## WORK ORDER
From the first line to the last, retype everything below exactly, minus the pictures.

━━━━━ TASK INPUT

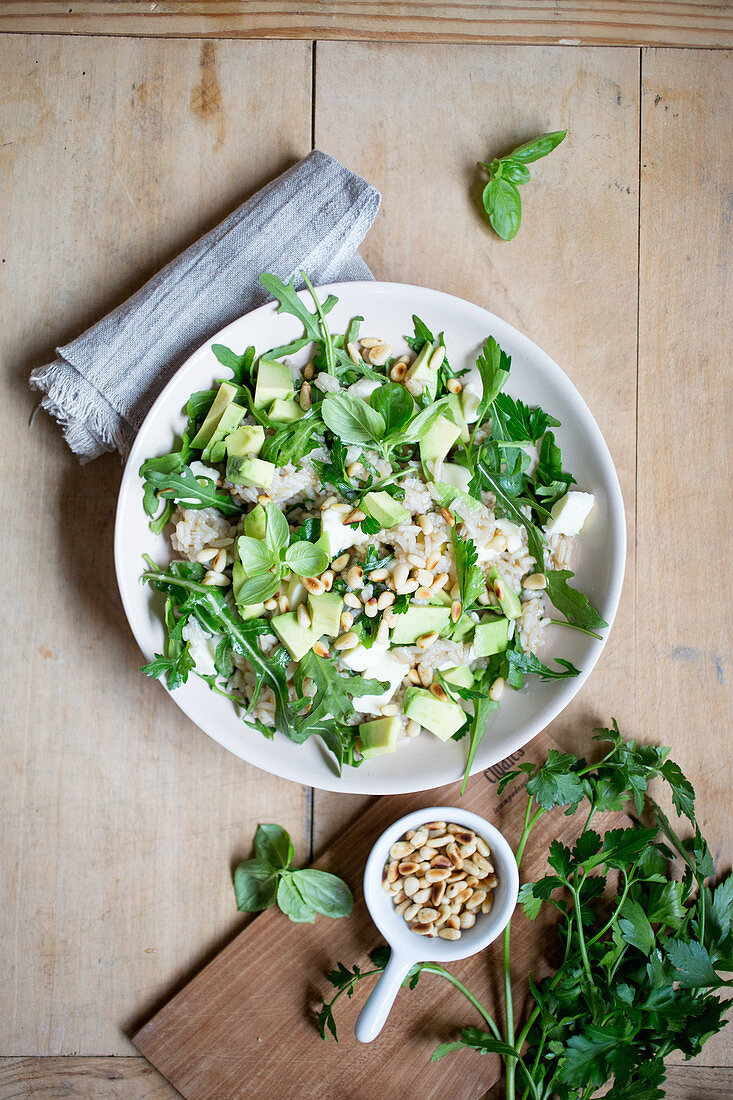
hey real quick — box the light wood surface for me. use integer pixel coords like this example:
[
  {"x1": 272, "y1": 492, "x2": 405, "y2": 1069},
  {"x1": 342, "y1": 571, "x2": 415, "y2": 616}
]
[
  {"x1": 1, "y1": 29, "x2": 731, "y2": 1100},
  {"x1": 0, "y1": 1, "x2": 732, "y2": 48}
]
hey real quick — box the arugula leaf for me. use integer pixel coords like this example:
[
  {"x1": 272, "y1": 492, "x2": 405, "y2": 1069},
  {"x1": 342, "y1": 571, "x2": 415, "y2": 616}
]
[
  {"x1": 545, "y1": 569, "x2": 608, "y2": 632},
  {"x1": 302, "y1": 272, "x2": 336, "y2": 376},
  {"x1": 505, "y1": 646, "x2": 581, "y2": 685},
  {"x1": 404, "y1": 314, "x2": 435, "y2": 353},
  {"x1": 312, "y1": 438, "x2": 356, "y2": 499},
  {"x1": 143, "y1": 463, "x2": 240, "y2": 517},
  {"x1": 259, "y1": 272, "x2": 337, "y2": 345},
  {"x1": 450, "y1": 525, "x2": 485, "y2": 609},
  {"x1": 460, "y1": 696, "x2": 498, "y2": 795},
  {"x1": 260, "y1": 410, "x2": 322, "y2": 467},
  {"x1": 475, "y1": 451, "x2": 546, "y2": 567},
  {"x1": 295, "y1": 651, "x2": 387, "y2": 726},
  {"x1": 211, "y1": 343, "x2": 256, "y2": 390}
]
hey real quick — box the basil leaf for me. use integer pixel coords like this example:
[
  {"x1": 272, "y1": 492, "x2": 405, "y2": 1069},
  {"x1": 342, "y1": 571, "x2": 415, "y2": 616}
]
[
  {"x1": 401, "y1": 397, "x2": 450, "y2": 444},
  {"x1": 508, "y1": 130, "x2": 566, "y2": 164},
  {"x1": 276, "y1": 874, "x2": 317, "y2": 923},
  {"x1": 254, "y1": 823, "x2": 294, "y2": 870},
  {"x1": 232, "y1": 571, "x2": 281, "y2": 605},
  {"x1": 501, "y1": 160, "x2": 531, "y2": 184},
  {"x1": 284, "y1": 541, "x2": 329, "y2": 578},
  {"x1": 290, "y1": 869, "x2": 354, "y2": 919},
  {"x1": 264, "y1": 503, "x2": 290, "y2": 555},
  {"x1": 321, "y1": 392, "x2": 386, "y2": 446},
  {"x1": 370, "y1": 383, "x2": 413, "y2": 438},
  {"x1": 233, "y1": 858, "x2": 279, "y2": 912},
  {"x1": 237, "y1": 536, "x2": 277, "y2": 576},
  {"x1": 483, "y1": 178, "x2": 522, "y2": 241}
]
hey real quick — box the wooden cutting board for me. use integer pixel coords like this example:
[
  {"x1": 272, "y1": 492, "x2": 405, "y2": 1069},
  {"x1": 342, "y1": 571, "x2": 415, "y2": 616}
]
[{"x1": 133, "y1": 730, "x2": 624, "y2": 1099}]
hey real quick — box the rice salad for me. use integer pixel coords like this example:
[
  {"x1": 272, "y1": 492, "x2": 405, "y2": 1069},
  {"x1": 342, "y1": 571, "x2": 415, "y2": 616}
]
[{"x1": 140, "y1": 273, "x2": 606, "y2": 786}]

━━━━━━━━━━

## FINAL ANSWER
hey real quick — box the light wood surface for me. use integer pixel coords like this example:
[
  {"x1": 272, "y1": 492, "x2": 405, "y2": 1069},
  {"x1": 342, "y1": 571, "x2": 415, "y2": 616}
]
[
  {"x1": 1, "y1": 29, "x2": 731, "y2": 1100},
  {"x1": 0, "y1": 1, "x2": 732, "y2": 48}
]
hey real quick — box the arugula leaf for me. use integer pixel coords like this example:
[
  {"x1": 272, "y1": 492, "x2": 405, "y2": 1069},
  {"x1": 342, "y1": 571, "x2": 415, "y2": 616}
]
[
  {"x1": 545, "y1": 569, "x2": 608, "y2": 632},
  {"x1": 302, "y1": 272, "x2": 336, "y2": 376},
  {"x1": 505, "y1": 646, "x2": 581, "y2": 685},
  {"x1": 404, "y1": 314, "x2": 435, "y2": 353},
  {"x1": 312, "y1": 438, "x2": 356, "y2": 499},
  {"x1": 143, "y1": 463, "x2": 240, "y2": 517},
  {"x1": 259, "y1": 272, "x2": 337, "y2": 345},
  {"x1": 450, "y1": 525, "x2": 485, "y2": 609},
  {"x1": 460, "y1": 696, "x2": 498, "y2": 795},
  {"x1": 260, "y1": 410, "x2": 322, "y2": 467},
  {"x1": 475, "y1": 451, "x2": 546, "y2": 567},
  {"x1": 295, "y1": 651, "x2": 387, "y2": 726},
  {"x1": 211, "y1": 343, "x2": 256, "y2": 390}
]
hey real quick — box the basil leaf for me. use integer pixel coords like this example:
[
  {"x1": 272, "y1": 492, "x2": 405, "y2": 1069},
  {"x1": 342, "y1": 571, "x2": 415, "y2": 616}
]
[
  {"x1": 401, "y1": 397, "x2": 450, "y2": 444},
  {"x1": 508, "y1": 130, "x2": 566, "y2": 164},
  {"x1": 276, "y1": 874, "x2": 317, "y2": 923},
  {"x1": 254, "y1": 823, "x2": 294, "y2": 870},
  {"x1": 232, "y1": 571, "x2": 281, "y2": 605},
  {"x1": 501, "y1": 160, "x2": 531, "y2": 184},
  {"x1": 284, "y1": 541, "x2": 329, "y2": 578},
  {"x1": 290, "y1": 869, "x2": 354, "y2": 919},
  {"x1": 264, "y1": 503, "x2": 290, "y2": 555},
  {"x1": 321, "y1": 392, "x2": 386, "y2": 446},
  {"x1": 370, "y1": 383, "x2": 413, "y2": 438},
  {"x1": 233, "y1": 858, "x2": 279, "y2": 912},
  {"x1": 237, "y1": 536, "x2": 277, "y2": 576},
  {"x1": 483, "y1": 178, "x2": 522, "y2": 241}
]
hey real quick — box the wooden cutting board for me. use integer pixel coords like this example:
[
  {"x1": 272, "y1": 492, "x2": 405, "y2": 1069},
  {"x1": 342, "y1": 571, "x2": 415, "y2": 616}
]
[{"x1": 133, "y1": 730, "x2": 624, "y2": 1099}]
hey real quick — box the rice salad for me. use integer pixel coords like this example:
[
  {"x1": 272, "y1": 492, "x2": 405, "y2": 1069},
  {"x1": 342, "y1": 571, "x2": 415, "y2": 616}
]
[{"x1": 140, "y1": 273, "x2": 606, "y2": 786}]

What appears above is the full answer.